Ulang tahun pada dasarnya adalah mematri posisi eksistensi ketika cerita perjalanan sampai di batas daur ulang edar manakala bumi lengkap tigaratus enampuluh lima hari enam jam berputar mengelilingi matahari. Satu tahun namanya dan eksistensi pun kembali ke titik ulang untuk kemudian berjalan lagi, terus, sampai pada sebutan berulang lagi.
Lima oktober dua ribu sebelas pengawal republik memasuki bilangan usia enampuluh enam, sebuah bilangan yang mencerminkan kedewasaan titik eksistensi pada putaran revolusi bumi yang selama itu berkeliling tak jenuh, tak ingkar mengantarkan semua dinamika yang ada didalamnya termasuk sebuah institusi TNI. Ya selama usia itu TNI telah berkembang menjadi menjadi sebuah kebanggaan, martabat, harga diri, keperkasaan dan kesetiaan mengawal Republik Indonesia.

**Data Sumber**

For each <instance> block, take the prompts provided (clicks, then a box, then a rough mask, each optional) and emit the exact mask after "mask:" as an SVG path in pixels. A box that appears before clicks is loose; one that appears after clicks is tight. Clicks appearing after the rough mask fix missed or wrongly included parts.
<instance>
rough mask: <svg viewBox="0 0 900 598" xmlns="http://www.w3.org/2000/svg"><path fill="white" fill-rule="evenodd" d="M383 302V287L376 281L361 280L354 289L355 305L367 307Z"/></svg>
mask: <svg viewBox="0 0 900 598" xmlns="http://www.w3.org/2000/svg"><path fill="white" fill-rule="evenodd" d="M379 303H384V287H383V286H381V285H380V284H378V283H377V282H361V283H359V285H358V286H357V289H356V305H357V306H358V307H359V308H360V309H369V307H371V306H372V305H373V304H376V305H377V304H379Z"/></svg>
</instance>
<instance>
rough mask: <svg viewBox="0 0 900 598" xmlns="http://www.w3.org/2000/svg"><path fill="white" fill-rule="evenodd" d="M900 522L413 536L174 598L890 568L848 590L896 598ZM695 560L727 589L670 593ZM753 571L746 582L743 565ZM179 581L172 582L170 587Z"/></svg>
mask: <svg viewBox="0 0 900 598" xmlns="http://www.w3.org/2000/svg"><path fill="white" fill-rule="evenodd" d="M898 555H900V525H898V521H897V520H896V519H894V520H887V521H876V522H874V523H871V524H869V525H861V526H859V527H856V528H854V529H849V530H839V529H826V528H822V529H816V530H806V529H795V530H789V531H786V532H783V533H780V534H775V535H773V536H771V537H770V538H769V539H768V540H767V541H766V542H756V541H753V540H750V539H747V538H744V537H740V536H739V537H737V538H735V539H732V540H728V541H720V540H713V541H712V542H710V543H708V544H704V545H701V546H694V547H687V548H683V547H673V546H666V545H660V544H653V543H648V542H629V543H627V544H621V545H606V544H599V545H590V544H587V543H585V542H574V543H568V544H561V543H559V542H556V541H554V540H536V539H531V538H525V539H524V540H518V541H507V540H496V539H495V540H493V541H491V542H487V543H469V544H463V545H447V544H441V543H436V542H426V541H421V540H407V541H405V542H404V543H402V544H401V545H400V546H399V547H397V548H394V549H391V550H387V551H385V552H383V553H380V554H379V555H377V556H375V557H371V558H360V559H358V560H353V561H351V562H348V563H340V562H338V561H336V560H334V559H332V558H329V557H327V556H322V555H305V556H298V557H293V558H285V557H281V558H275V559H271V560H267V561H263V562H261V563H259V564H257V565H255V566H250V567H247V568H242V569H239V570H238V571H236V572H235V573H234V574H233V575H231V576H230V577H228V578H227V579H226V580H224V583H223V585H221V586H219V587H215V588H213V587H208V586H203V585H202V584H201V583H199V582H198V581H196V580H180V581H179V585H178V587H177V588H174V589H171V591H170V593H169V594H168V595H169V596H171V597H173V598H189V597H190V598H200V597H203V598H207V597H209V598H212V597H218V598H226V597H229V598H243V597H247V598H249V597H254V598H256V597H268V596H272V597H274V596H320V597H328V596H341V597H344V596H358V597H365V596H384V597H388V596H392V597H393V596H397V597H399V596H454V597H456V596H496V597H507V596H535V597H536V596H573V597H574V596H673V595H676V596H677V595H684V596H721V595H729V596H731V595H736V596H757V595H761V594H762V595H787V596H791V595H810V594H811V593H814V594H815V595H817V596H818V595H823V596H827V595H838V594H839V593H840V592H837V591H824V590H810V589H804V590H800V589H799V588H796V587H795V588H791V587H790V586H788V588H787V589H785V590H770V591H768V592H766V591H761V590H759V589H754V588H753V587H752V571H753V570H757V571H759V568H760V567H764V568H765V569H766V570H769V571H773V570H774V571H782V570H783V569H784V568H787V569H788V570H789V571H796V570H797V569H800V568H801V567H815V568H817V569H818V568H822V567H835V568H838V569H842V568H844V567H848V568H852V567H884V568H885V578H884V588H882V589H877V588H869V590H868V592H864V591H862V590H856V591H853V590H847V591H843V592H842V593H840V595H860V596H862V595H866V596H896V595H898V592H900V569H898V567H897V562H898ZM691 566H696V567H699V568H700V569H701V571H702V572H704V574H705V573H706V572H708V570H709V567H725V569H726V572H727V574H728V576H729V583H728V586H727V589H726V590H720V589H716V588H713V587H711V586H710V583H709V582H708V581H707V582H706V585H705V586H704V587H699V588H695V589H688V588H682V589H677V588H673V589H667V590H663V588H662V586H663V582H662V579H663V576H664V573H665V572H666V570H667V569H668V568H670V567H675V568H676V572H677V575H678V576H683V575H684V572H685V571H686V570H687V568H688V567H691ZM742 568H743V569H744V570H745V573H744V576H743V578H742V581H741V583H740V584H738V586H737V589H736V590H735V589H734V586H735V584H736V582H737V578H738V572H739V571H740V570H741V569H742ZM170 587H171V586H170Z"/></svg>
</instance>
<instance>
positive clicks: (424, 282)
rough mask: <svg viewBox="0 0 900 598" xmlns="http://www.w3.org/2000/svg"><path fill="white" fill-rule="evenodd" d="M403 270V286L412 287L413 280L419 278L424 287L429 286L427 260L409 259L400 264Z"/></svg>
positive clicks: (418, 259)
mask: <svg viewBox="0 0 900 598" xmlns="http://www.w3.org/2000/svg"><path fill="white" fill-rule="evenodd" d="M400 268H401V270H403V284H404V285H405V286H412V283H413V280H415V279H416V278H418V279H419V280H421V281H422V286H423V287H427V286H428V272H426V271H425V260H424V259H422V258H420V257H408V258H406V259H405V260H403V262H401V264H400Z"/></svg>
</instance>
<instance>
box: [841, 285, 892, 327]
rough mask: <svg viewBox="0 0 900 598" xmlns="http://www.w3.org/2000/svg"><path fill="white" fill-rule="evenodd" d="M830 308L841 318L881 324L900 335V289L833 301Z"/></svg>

**Perintah 1**
Tentukan apakah setiap pernyataan berikut sesuai dengan teks tentang ulang tahun TNI, lalu jawab ya atau tidak disertai kutipan persis kata-kata teks yang menjadi penentunya. (a) Satu tahun dihitung ketika bumi genap tigaratus enampuluh lima hari enam jam berputar mengelilingi matahari. (b) Pengawal republik memasuki usia enampuluh enam pada tahun dua ribu sepuluh. (c) Kesetiaan mengawal Republik Indonesia disebut sebagai salah satu hal yang dicapai TNI.
**Perintah 2**
Teruskan teks tentang ulang tahun TNI, mulai setelah kalimat terakhirnya.
Data tersebut tidak berkaitan dengan teks tentang ulang tahun TNI.

**Kolom Jawaban 1**
(a) Ya: "bumi lengkap tigaratus enampuluh lima hari enam jam berputar mengelilingi matahari"
(b) Tidak: "Lima oktober dua ribu sebelas pengawal republik memasuki bilangan usia enampuluh enam"
(c) Ya: "TNI telah berkembang menjadi menjadi sebuah kebanggaan, martabat, harga diri, keperkasaan dan kesetiaan mengawal Republik Indonesia"

**Kolom Jawaban 2**
Pasukan Marinir TNI AL |
Perjalanan kemudian mencatat pergolakan di beberapa daerah yang merasa dianaktirikan oleh Jakarta. Ada PRRI / Permesta, ada RMS, ada Daud Beureueh, ada DI/TII. Semua pergolakan itu memberikan catatan bagi TNI, bahwa tidak ada kata kompromi jika ada komponen yang menyatakan memisahkan diri dengan seabreg alasan. Karena perjanjian bernegara ini sudah jelas, bahwa negara kesatuan ini adalah konsekuensi sejarah dari kebersamaan langkah yang sudah dilas dengan semangat proklamasi. Pemberontakan itu akhirnya dipadamkan dengan berdirinya TNI di garis depan sebagai tulang punggung pemadam kebakaran.
Membuka era 60an, Trikora berkumandang tepatnya 19 Desember 1961 untuk memperjuangkan Irian Barat yang masih digenggam Belanda. Trikora adalah momentum perkuatan alutsista TNI yang luar biasa dan pertama. Berbagai arsenal mematikan didatangkan dari blok Timur. Kehadiran arsenal-arsenal ini memberikan aura gentar bagi Belanda. Atas nasehat Presiden AS Kennedy, Belanda akhirnya angkat kaki dari Papua. Inilah kekalahan kedua Belanda setelah sebelumnya mengakui kedaulatan Indonesia akhir tahun 1949. Sekali lagi TNI tampil sebagai bemper perjuangan keutuhan NKRI. Lengkap sudah NKRI dari Sabang sampai Merauke, ibarat sebuah tubuh, lengkap sudah bersama seluruh anggota badan.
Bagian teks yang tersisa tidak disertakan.